▸ **Consigne**
Poursuivez, s'il vous plaît, le texte ci-dessous sur le jeu The Witness, en reprenant juste après sa dernière phrase.

▸ **Texte fourni**

12. Poisson frais

The Witness

Témoignage

Je vois des labyrinthes partout. Sur les échafaudages des barres en ravalement, entre les dalles de béton, dans les découpes des carrosseries, je trace mentalement des chemins. J’essaye différents itinéraires : en quinconce, en escalier, en zigzags. Devant la télé, j’entasse les feuilles volantes, griffonnées à la hâte, couvertes de grilles, passées et repassées avec application, rageusement raturées. Et tout cela est de la faute de Jonathan Blow.

Il y avait pourtant de quoi douter de The Witness : après plus de sept ans de développement, le projet ne s’était-il pas enlisé, noyé sous le perfectionnisme et la vanité de son auteur ? Difficile de faire abstraction d’un créateur-star aux déclarations souvent mal maîtrisées, peut-être parce qu’il a été mal servi par une presse désireuse de l’ériger en génie. Pour tout dire, avant de lancer le jeu j’en étais presque à souhaiter que Jonathan Blow se casse la figure.

Ma surprise n’en n’a été que plus forte : The Witness m’a captivé.

A mon grand soulagement, le créateur se fait particulièrement discret durant les premières heures. The Witness se présente au premier abord comme un simple mais élégant jeu d’énigmes, un casse-tête pour lecteurs du distingué New Yorker [1]. Le joueur se retrouve dans un tunnel, il apprend à tracer un trait, puis il doit s’évader d’un château ensoleillé en résolvant une série de labyrinthes. Une fois ces premiers puzzles résolus, l’île s’ouvre à la découverte, les dédales se multiplient, débordent des cadres, et brouillent nos repères.

Le chef-d’oeuvre

Il n’y a pas d’autre mot pour le qualifier : The Witness est un chef-d’oeuvre. Au sens premier, c’est le long travail artisanal d’un compagnon et de son atelier, un témoignage de sa maîtrise. Les sept ans de développement ont permis à Thekla ! — « « la gloire de dieu », en grec, c’est le nom d’une des Villes Invisibles d’Italo Calvino, qui d’autre que Blow pour nommer ainsi son studio ? — de créer un objet dense, fignolé dans ses moindres détails. Une superbe curiosité, une marqueterie pleine d’ingéniosité, recelant une série mécanismes cachés, de tiroirs dans des tiroirs.

Annotations par cadres des photos

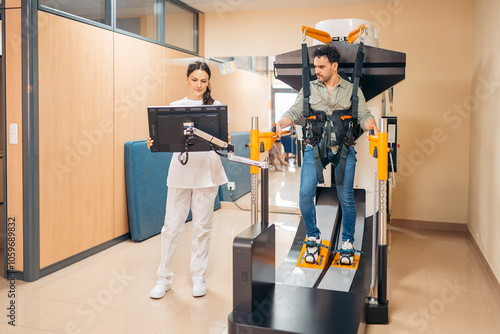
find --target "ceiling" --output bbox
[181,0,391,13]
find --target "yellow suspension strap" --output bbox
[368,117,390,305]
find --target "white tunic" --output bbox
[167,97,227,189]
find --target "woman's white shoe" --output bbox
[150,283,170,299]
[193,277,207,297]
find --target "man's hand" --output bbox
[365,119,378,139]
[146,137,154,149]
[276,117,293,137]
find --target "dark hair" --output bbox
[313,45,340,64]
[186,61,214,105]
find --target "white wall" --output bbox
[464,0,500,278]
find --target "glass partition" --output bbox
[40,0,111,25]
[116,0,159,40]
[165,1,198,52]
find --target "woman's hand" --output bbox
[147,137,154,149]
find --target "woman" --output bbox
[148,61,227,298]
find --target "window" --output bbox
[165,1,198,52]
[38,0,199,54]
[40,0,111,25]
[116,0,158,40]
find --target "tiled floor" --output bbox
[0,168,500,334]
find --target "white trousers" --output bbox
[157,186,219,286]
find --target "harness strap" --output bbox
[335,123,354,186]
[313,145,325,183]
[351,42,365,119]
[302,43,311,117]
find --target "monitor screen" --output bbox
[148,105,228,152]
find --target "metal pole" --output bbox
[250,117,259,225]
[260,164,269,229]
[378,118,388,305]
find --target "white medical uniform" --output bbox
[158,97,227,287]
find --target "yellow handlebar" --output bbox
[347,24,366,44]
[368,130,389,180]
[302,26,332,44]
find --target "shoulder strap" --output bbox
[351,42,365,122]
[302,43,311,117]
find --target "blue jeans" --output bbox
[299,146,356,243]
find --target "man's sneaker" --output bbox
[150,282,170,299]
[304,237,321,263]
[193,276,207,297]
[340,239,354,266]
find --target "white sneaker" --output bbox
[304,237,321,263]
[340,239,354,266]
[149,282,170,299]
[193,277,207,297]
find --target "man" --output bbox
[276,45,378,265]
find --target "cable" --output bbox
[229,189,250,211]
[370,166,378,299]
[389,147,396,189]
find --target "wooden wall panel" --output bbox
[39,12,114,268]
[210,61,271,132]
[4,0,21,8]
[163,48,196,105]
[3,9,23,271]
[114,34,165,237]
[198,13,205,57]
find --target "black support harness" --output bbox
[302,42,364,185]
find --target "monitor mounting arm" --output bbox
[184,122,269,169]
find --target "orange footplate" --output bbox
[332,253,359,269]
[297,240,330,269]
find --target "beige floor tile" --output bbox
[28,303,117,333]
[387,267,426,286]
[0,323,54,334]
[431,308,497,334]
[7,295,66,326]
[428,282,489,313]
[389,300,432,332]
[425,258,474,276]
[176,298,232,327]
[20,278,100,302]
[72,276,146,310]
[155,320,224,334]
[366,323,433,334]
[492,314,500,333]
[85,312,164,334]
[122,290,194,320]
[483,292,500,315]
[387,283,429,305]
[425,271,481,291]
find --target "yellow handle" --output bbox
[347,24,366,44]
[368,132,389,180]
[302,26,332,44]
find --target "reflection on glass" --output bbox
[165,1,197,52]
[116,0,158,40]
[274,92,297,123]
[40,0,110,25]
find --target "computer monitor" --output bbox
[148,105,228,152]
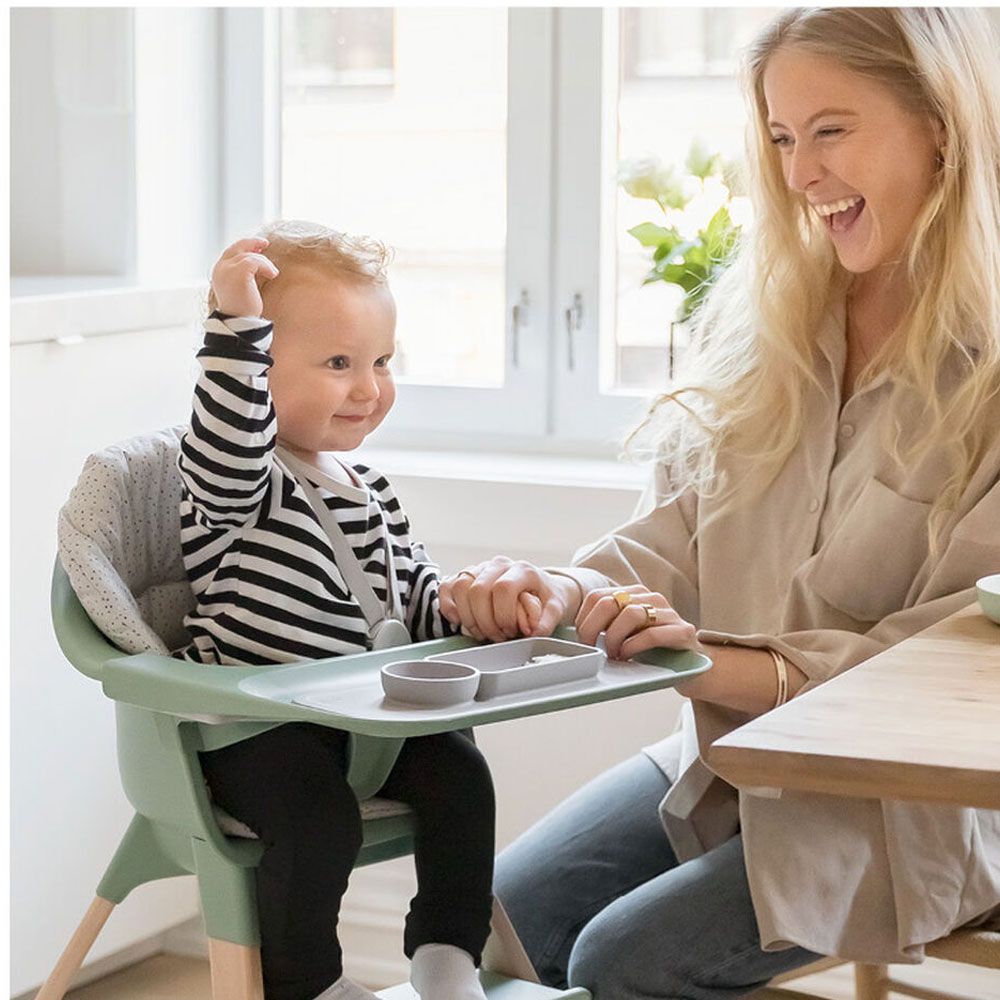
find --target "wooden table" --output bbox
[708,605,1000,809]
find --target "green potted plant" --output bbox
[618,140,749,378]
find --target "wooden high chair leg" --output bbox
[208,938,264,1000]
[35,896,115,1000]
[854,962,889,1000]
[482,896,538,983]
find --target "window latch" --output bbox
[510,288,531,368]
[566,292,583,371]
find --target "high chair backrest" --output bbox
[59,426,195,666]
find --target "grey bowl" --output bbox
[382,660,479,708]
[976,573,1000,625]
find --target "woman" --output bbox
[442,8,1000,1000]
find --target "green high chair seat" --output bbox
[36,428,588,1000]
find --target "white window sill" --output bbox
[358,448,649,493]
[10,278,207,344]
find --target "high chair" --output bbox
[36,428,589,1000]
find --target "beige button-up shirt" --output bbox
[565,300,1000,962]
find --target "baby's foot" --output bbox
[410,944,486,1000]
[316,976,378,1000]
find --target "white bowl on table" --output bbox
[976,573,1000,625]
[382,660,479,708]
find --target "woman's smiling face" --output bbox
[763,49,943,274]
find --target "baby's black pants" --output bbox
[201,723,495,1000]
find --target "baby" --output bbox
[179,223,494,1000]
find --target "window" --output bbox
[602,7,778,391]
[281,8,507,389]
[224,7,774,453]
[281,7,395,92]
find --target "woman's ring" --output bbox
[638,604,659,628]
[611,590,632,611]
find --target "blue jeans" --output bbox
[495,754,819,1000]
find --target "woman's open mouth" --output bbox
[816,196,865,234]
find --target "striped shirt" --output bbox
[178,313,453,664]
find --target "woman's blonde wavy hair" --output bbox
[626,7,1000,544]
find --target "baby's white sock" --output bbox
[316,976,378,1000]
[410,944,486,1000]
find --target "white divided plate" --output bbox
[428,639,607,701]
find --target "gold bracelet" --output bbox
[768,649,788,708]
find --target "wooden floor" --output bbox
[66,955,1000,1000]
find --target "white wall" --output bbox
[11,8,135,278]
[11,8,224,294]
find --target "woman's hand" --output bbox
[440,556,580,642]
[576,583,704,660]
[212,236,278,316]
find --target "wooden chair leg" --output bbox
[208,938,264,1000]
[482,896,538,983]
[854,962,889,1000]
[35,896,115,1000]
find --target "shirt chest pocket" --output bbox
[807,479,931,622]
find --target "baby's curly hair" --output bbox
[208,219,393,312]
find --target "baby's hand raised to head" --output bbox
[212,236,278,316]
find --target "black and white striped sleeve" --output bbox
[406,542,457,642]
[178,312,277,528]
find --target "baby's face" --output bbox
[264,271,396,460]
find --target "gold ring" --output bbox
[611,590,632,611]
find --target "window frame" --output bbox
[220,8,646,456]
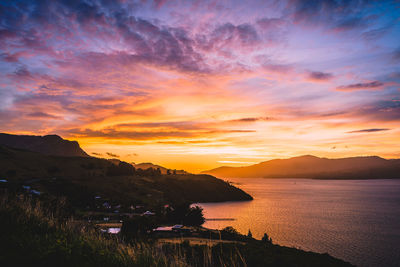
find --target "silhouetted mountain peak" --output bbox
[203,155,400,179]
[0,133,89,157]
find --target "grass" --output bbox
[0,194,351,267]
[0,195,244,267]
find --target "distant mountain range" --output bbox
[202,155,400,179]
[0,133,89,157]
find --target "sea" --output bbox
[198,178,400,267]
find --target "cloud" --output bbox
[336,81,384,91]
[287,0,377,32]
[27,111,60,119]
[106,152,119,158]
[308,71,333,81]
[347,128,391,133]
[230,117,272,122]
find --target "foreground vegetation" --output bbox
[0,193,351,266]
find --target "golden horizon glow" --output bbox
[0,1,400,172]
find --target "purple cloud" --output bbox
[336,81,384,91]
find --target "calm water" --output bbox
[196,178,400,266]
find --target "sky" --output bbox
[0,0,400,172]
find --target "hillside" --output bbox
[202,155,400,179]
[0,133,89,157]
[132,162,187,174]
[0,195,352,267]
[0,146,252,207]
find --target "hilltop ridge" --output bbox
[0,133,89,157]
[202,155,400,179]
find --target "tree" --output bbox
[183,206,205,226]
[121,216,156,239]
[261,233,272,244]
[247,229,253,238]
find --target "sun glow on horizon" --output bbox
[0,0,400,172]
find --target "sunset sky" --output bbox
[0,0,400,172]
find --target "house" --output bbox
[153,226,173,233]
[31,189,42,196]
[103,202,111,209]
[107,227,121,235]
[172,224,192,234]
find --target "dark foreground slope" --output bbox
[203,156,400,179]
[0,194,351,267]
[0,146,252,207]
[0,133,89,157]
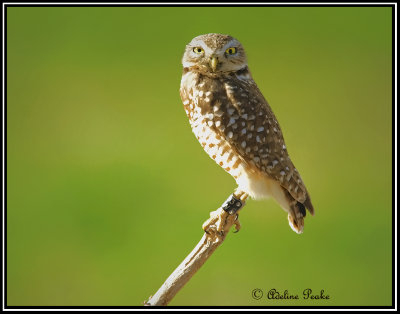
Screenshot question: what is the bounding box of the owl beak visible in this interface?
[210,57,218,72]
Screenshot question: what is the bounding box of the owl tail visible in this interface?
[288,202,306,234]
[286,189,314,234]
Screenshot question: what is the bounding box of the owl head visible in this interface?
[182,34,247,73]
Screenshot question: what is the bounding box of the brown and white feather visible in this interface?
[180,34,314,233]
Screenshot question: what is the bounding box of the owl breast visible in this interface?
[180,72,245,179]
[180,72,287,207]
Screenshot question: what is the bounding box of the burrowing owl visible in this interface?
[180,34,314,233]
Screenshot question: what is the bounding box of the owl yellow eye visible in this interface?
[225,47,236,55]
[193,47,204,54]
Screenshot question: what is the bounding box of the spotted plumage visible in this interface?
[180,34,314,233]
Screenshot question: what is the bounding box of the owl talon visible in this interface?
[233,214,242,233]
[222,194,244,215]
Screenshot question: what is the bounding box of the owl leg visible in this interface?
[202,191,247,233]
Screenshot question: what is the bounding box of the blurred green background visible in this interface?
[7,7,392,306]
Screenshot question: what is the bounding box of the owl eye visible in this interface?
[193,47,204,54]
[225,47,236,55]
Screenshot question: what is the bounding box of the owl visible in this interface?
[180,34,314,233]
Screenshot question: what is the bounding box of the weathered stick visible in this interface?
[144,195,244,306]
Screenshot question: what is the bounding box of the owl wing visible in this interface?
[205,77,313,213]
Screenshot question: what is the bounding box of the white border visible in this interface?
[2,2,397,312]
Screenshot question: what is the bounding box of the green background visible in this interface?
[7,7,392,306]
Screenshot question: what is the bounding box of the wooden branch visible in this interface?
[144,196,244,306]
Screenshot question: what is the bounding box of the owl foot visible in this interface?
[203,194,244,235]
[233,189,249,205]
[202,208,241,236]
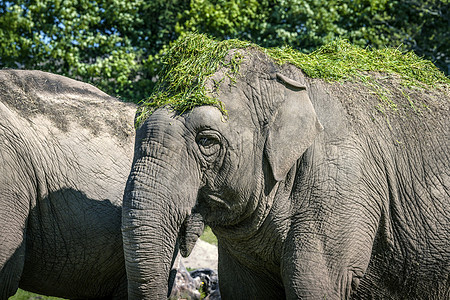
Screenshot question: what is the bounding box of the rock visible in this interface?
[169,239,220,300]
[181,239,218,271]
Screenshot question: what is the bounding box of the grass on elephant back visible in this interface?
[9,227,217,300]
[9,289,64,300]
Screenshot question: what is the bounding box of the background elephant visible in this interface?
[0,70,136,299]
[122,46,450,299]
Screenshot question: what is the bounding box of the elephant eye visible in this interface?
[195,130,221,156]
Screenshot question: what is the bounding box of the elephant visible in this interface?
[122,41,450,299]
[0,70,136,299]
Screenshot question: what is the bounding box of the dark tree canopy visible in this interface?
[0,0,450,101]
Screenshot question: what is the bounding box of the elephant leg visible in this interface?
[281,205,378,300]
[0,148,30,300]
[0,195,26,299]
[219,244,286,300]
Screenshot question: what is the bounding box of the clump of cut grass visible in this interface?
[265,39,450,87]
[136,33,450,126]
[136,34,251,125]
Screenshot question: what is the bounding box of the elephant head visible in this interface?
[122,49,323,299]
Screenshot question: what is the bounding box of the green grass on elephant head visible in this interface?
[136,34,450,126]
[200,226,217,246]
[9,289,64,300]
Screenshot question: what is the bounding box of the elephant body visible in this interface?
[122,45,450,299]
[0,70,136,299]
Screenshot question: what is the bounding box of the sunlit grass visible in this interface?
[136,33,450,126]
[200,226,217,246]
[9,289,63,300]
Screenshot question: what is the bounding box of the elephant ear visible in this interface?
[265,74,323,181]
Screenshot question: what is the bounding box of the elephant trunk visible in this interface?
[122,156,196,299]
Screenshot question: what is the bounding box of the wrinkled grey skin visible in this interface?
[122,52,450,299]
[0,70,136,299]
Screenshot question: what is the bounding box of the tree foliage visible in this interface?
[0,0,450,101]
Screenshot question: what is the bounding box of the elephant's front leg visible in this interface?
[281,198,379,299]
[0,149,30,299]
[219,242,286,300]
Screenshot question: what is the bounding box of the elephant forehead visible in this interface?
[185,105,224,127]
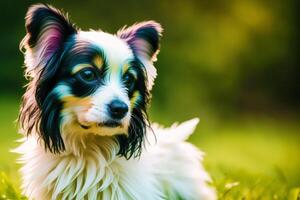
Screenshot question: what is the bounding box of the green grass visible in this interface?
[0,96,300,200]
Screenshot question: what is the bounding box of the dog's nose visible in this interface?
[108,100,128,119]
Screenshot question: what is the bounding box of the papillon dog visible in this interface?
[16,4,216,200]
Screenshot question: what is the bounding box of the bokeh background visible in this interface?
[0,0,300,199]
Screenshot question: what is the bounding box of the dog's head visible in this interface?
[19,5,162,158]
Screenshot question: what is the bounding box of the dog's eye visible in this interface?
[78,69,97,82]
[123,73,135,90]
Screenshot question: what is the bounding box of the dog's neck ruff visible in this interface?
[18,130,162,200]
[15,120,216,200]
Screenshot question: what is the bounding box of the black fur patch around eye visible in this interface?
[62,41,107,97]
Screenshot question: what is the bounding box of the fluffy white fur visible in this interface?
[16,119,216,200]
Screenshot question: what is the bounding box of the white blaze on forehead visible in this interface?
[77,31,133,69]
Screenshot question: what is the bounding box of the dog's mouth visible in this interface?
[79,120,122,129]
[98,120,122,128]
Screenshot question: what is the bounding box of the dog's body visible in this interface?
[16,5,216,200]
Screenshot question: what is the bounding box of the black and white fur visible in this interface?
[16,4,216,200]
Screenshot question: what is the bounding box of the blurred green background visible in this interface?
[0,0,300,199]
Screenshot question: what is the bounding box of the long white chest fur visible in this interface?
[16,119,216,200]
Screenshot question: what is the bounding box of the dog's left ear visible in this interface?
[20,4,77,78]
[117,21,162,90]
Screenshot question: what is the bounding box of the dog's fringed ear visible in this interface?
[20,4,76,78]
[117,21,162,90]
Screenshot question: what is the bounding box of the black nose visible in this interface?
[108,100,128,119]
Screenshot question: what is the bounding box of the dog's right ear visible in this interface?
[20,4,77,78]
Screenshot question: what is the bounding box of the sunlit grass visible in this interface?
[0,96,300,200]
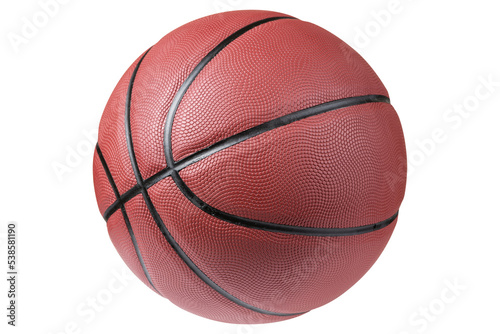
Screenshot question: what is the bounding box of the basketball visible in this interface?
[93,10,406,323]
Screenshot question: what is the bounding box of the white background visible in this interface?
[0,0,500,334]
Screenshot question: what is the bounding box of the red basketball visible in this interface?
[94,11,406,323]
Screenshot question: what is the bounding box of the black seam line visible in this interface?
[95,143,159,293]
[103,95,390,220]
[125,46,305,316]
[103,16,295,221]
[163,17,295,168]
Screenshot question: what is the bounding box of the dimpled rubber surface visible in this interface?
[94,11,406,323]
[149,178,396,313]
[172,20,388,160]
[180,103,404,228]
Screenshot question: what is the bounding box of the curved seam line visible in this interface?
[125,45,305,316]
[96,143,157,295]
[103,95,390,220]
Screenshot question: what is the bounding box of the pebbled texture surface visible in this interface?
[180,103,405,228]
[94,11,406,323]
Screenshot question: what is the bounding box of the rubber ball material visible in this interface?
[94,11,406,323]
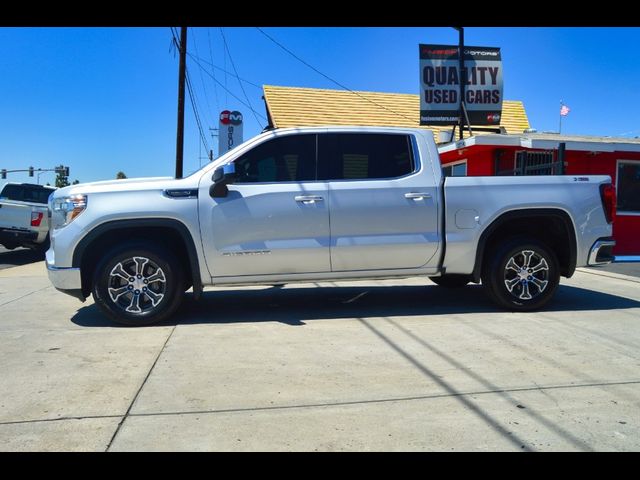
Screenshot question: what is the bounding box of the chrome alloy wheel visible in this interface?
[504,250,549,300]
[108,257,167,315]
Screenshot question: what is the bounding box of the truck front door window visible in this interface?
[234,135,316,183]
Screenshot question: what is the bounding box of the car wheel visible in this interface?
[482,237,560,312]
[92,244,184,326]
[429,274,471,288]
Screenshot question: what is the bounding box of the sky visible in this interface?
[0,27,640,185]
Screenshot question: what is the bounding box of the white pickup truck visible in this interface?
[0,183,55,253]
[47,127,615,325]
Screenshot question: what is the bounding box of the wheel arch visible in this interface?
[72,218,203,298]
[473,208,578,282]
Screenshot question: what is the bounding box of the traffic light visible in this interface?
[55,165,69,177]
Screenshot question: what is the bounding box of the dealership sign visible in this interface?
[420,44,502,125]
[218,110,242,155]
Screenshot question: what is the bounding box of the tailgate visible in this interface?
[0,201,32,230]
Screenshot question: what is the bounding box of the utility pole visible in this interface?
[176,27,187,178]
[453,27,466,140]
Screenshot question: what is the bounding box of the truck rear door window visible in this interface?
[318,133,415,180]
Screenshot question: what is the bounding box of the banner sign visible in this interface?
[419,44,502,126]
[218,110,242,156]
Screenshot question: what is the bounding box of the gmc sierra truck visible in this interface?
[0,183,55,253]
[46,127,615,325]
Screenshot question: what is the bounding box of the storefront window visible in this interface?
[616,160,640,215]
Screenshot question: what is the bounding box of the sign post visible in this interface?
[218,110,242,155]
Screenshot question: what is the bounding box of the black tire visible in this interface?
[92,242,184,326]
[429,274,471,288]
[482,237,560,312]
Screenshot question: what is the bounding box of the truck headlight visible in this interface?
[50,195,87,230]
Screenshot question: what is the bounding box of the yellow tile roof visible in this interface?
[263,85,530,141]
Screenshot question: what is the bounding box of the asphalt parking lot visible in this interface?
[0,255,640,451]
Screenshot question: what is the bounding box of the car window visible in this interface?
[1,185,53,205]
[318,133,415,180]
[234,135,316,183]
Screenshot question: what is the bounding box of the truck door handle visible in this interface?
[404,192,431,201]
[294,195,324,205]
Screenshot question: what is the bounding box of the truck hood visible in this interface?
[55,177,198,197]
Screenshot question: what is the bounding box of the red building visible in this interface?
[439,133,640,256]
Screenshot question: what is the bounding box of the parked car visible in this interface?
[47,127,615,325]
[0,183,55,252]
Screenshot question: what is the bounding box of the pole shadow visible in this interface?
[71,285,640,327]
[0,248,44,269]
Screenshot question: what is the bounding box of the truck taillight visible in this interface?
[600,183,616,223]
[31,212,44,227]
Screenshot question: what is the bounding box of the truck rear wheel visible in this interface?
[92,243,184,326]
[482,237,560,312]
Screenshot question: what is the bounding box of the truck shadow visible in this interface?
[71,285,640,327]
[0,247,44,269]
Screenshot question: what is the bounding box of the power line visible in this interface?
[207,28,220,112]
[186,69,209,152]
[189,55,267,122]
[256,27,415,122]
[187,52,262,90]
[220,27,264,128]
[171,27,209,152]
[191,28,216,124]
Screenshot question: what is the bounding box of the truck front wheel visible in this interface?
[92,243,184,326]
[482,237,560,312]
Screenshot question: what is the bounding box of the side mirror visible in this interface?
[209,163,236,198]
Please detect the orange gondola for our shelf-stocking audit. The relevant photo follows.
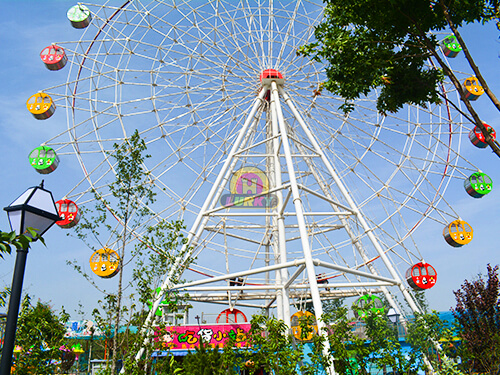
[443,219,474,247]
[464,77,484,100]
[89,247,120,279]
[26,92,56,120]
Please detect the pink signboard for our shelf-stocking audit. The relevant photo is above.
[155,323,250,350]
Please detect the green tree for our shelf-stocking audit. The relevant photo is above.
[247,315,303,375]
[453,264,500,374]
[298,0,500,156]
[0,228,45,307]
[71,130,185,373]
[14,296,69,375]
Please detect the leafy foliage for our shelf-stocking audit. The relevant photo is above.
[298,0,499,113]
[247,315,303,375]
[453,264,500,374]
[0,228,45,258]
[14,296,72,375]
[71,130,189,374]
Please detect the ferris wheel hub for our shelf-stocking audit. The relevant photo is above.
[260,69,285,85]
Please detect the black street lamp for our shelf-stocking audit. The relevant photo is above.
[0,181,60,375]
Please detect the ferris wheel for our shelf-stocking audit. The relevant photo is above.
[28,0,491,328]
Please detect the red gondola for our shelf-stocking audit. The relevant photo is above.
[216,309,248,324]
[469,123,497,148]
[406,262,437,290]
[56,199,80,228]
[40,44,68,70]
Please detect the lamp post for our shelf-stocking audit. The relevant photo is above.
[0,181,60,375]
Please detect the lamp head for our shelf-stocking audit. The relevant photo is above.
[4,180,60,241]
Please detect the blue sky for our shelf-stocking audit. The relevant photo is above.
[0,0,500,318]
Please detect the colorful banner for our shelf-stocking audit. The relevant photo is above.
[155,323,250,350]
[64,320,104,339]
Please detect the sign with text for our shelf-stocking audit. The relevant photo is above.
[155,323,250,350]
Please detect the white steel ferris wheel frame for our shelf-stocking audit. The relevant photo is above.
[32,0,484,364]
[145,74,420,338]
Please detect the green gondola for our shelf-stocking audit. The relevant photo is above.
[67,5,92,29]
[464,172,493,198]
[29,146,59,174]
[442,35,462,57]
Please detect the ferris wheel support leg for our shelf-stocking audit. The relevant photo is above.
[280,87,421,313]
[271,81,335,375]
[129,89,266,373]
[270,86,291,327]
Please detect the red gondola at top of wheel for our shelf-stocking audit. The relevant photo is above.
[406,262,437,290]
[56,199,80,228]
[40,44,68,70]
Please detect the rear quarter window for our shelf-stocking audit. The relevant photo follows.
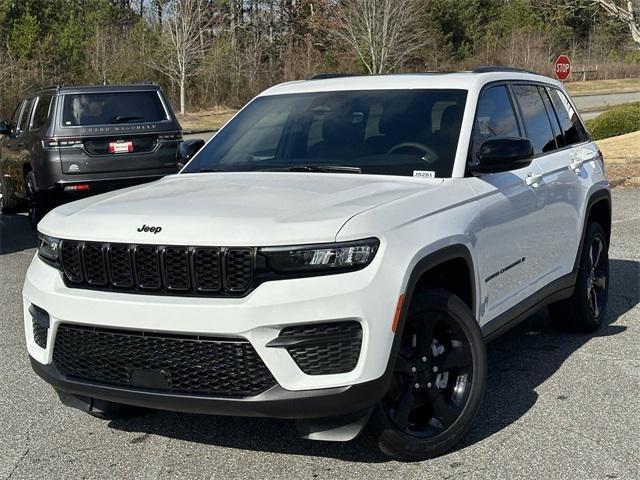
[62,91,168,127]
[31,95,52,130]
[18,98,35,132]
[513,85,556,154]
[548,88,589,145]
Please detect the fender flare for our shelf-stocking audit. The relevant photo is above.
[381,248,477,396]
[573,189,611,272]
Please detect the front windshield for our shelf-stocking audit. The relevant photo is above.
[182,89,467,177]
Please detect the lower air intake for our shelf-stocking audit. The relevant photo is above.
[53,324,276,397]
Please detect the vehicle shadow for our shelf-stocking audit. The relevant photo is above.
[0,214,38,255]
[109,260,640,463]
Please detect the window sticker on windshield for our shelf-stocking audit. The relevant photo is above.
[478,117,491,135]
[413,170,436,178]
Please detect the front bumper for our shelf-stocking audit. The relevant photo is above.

▸ **Réponse**
Malgré sa finition virtuose, le jeu ne manque pas d’imperfections : des énigmes, des zones entières de l’île même, peuvent laisser dubitatif (la forêt de bambou, le temple ensablé). Mais le moindre élément de décor semble animé d’une tension vers la perfection, le moindre polygone donne l’impression de faire sens. Dans sa critique sur Eurogamer, Oli Welsh évoque les Variations Goldberg. Si la comparaison peut sembler osée – The Witness ne restera peut-être pas dans les mémoires comme l’oeuvre de Bach – elle rend compte de l’ambition de Jonathan Blow, qui multiplie les gammes jusqu’à épuiser la forme qu’il s’est choisi : il s’agit d’explorer toutes les déclinaisons possibles du puzzle-labyrinthe, d’en produire une combinaison inouïe.

Le mystère de la perfection

Pour comprendre The Witness, il ne faut pas forcément prêter attention au discours que tient le jeu : hésitant entre zen et scientisme, peut-être pour ne pas avoir à se prononcer, Jonathan Blow nous parle par le biais d’un système de références cryptiques – enregistrements vocaux et films à l’appui —, sans avoir peut-être grand-chose à nous raconter. L’essentiel tient simplement dans l’objet ludique qui nous est offert : il y a là quelque chose d’une mystique de la perfection. Le prétexte du jeu, construire des labyrinthes, est fondamentalement arbitraire : seule importe la volonté ascétique d’épuiser le problème, de le pousser dans ses plus extrêmes retranchements.

L’un des plus beaux moments de The Witness est une citation de Nostalghia (1983), mis en scène par le soviétique Andreï Tarkovski, dont on devine que Jonathan Blow admire aussi bien le mysticisme que le perfectionnisme. Le jeu inclut donc les deux scènes finales du film, dont la première est un déchirant plan-séquence de plus de 9 mn. Un homme tremblant (joué par Oleg Yankovski) essaye de traverser un bassin presque à sec, balayé par le vent, sans que s’éteigne la bougie qu’il protège comme il peut, de sa paume ou de son manteau. Une fois, deux fois, il échoue, avant de finalement atteindre son but, haletant. Yankovski explique que le but de Tarkovski était de raconter une vie en un seul plan. Mais Jonathan Blow semble se l’approprier comme un symbole de sa démarche créative. La poursuite est gratuite comme peut l’être un jeu enfantin, ou une série d’énigmes labyrinthiques : elle n’atteint au sublime que parce qu’on la pousse à bout, jusqu’à l’extinction. Il y a de cet entêtement chez le développeur. La scène qui suit, dont le traveling arrière est étudié dans toutes les écoles de cinéma, résonne parfaitement avec certains aspects de The Witness. On s’en voudrait de gâcher la surprise.

Je dois avouer que j’ai eu du mal à retourner au jeu après que l’extrait du film m’a si profondément bouleversé ; l’artificialité du monde de polygones saute aux yeux, quand on songe à la force vitale que met Oleg Yankovski dans son interprétation. Mais la citation m’a permis de mieux comprendre le jeu, de mieux en ressentir l’aspect inquiétant.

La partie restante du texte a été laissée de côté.